## EXERCISE AIM:
Retype all the entries word for word, but omit the pictures.
════════
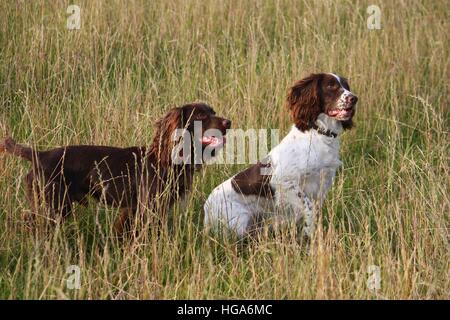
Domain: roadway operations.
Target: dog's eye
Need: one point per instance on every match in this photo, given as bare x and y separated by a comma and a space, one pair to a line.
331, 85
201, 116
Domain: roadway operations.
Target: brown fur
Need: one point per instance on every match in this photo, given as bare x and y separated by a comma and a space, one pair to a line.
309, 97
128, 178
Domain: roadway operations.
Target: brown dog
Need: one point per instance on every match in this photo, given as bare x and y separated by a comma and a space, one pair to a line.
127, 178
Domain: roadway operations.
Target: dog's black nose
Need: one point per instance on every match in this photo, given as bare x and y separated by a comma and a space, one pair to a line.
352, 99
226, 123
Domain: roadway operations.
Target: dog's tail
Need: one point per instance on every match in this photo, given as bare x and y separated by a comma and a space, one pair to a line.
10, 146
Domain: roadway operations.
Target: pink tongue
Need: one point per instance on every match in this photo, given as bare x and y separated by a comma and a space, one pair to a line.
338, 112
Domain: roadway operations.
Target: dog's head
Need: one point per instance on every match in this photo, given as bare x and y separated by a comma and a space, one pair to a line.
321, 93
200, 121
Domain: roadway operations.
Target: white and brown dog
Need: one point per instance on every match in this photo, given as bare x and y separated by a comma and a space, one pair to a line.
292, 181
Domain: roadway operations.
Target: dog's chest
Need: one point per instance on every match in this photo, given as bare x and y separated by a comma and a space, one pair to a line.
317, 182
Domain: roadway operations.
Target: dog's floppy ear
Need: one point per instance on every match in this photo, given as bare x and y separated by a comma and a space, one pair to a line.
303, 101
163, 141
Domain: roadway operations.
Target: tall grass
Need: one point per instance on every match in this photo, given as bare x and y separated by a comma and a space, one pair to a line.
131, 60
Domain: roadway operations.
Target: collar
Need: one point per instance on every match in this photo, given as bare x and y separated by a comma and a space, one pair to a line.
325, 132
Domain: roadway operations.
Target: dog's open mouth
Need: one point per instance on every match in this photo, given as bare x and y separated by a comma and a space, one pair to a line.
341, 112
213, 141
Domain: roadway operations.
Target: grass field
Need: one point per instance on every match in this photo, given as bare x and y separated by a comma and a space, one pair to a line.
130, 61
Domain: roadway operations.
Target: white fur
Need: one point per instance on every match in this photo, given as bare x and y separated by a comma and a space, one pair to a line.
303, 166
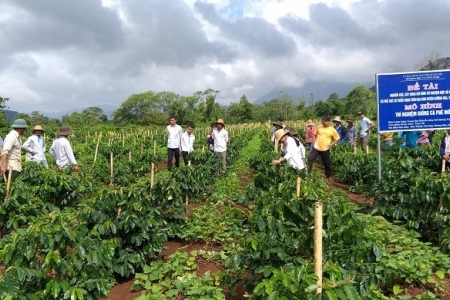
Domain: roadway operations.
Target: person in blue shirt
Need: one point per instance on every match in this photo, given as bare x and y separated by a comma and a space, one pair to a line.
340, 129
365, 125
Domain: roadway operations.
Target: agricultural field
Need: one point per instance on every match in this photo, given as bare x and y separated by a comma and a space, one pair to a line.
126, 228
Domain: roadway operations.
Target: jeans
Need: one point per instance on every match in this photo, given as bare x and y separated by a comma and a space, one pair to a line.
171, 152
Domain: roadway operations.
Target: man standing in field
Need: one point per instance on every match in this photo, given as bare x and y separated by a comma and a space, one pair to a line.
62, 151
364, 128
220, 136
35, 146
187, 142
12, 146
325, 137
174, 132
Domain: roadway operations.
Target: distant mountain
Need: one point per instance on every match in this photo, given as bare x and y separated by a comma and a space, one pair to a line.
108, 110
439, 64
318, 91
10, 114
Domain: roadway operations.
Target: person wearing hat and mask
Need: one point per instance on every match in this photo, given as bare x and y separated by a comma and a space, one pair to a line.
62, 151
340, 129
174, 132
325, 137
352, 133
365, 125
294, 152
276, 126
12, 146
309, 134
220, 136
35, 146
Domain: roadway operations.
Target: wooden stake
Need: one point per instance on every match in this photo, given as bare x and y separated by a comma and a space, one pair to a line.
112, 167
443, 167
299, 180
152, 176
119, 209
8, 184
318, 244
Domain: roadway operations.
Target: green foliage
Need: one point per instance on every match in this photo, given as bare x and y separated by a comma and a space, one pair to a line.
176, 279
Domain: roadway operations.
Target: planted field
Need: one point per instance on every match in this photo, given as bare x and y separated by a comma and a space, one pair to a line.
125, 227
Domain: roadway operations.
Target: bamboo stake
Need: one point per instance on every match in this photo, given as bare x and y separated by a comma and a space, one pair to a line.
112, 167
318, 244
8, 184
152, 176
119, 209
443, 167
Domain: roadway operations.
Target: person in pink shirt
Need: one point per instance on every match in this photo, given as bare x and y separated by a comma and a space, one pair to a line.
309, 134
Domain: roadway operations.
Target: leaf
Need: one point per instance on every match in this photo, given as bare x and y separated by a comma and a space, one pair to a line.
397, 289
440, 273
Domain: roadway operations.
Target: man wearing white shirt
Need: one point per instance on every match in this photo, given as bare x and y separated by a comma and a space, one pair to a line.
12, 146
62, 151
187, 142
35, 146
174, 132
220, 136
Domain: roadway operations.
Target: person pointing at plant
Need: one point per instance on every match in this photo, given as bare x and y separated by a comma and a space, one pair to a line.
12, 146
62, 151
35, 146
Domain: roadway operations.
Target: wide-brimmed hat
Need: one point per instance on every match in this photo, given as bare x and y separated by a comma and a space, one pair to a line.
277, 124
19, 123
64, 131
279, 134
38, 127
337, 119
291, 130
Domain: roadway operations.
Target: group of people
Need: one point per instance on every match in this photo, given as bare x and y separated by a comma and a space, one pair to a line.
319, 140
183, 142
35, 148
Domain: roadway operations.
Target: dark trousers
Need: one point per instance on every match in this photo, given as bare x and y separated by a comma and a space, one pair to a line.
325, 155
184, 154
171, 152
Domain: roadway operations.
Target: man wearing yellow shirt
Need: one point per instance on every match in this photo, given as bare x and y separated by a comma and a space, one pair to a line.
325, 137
════════
## SOLVED PROBLEM:
Domain: roadway operations.
Target: dog's eye
Need: one point per instance on every match in this photo, given as bare x and y separated by a comma and a space, one pair to a line.
331, 85
201, 116
Domain: roadway operations.
Target: brown fur
Need: one point per instance on every match in this photo, given as bare x and y separated by a comma and a space, one pair to a line.
309, 97
128, 178
Domain: roadway operations.
Target: brown dog
Need: one point per instance on every match in this photo, given as bare x and y separated by a comma and a space, one pair to a line.
127, 178
Domain: roadway operations.
Target: dog's black nose
Need: one point per instance on every match in this photo, given as bare x and y separated by a comma and a space, one pair to a line.
352, 99
226, 123
Domain: roadway operations.
Target: dog's tail
Need: one point per instance on every match in this photo, given as bare x and y separated by a comma and a space, one pair to a line.
10, 146
Domain: roadway operations.
Target: pink tongue
Need: one point per instance on every match in this photo, given as bare x and y separated by a comma and a space, one pair to a line.
338, 112
Domain: roadway operations.
Target: dog's head
Need: one point per instance on every match in this photo, given as bare x and y separated by a comma and a space, one pair to a line.
321, 93
200, 121
Domain: roadway operations.
Target: white and brown dog
Need: one point per instance on every match in this photo, given as bare x and y separated by a comma and a space, one pair to a line.
292, 181
Domain: roadway operations.
Target: dog's chest
Need: one point per instance on every match in this photo, given as bare x and y separated by a comma and a space, one pair to a line.
317, 182
Domain: roadway operations.
Target: dog's floppy ear
Need: one point per instance on every match in this photo, given as bare x and y separated by a comma and a space, one pair to a line.
303, 101
163, 141
Domain: roadway operations.
Target: tall grass
Need: one point per instance on every match in this photo, given as bare x and y separated by a comma and a space, one pair to a line.
131, 60
Domain: roadway operations.
Target: collar
Need: one point per instance on every match in this photo, given as bare x and y separated by a comma and a space, one pair to a line.
325, 132
Domain: roadway operations.
Target: dog's open mouth
Need: one point per instance on every match in this photo, given as bare x and y separated by a comma and a space, one pair to a line.
341, 112
213, 141
Domain: roadway operations.
Target: grass field
Need: one point per instance on every match in this photo, given as bare x and y separated by a comma and a space, one pair to a line.
130, 61
Domain: roadway operations.
Target: white fur
Need: one point per instance on every match in this photo, given as bare x and y separated by a comma and a space, one pair to a line.
303, 166
Domain: roadway operations.
Target: person in blue shirt
Need: one point per instance on every match in this photo, given as bare x and y separated by a comma and a space, one pair to a line.
340, 129
365, 125
Domain: roadway operations.
Target: agricultural field
Need: one point per instance on every match in this photo, given as bare x and y separated by a comma and a space, one pair to a line.
126, 228
Domain: roadway operations.
Target: jeans
Need: one point per instance on every match in this photo, given as bare x and y separated by a comma and a space, one pair to a line.
171, 152
Domain: roadway operations.
Target: man standing in field
Need: one point per instance on every match in this photo, given as bare x and y separated by a comma and a space, one pair to a line.
62, 151
364, 128
220, 136
35, 146
187, 142
12, 146
325, 137
174, 132
Domain: roadway operations.
Target: distant mountain
Need: one point per instance on every match in this photo, given as bare x and y separated by a comma and a space, one pair to a line.
108, 110
439, 64
318, 91
10, 114
Domain: roadway operations.
Target: person wearing hat and mask
Need: one point per instance on every match in this photo, given as bare x and y separated by a comma and a space, one pair to a line.
62, 151
340, 129
174, 132
325, 137
352, 133
365, 125
294, 152
276, 126
12, 146
309, 134
220, 136
35, 146
Domain: roadway operations.
Target: wooden stake
Need: one point per instance on every match in this photo, given as bare x and y separated by a comma and a space, one pair to a line.
112, 167
443, 167
299, 180
152, 176
119, 209
8, 184
318, 244
Domain: roadway operations.
Target: green foliage
Need: one point per instance on every match in this photo, given as bare x and y separated by a comma and a space, one pair to a line.
176, 279
Domain: roadway operations.
Target: planted field
Need: one point per instance on every match in this photo, given as bare x and y separated by a comma and a space, one pair to a line.
125, 227
Domain: roadway operations.
Target: bamboo stake
Need: one point per instance on every match in this photo, given as bare x and y separated by a comma and a space, one pair to a line.
112, 167
318, 244
8, 184
152, 176
119, 209
443, 167
Domain: roadway operations.
Target: person in pink shirt
Need: one point per instance on every match in this photo, given as bare x and y separated by a comma and a space, one pair to a line.
309, 134
Domain: roadway operations.
Target: leaf
Need: one point per instance on every match in this photo, given as bare x and y separated by a comma and a space, one pair to a line.
397, 289
440, 273
Domain: roadway operations.
Target: man wearing white shirt
Need: one point per instance on every match in this photo, given as bare x and y separated by a comma and a space, one pair to a line.
12, 146
62, 151
187, 142
35, 146
174, 132
220, 136
Domain: roadway operations.
Target: person pointing at plant
Need: one point per instance on every match in this photo, given as bare x and y separated by a comma and a space, one pair to a line.
12, 146
62, 151
35, 146
Domain: roadway operations.
Target: wide-brimmed hat
Need: one point per instance on every match in this photo, given as bare x and y separated by a comma and a space, one pair to a line.
277, 124
19, 123
64, 131
279, 134
38, 127
337, 119
291, 130
Domain: roadway operations.
Target: group of people
Need: one point per instance on every match in this photo, given as bare x and y separated by a comma and a space, one pair to a line.
319, 140
183, 142
35, 148
Domain: roadway operations.
Target: dark trousers
Need: one point per instance on every match in this photo, given as bare x and y separated by a comma and a space, one pair to a line.
325, 155
184, 154
171, 152
Domain: roadway operations.
Target: man wearing yellow shirt
Need: one point per instance on every match in this photo, given as bare x and y separated by a comma and a space, one pair to a line.
325, 137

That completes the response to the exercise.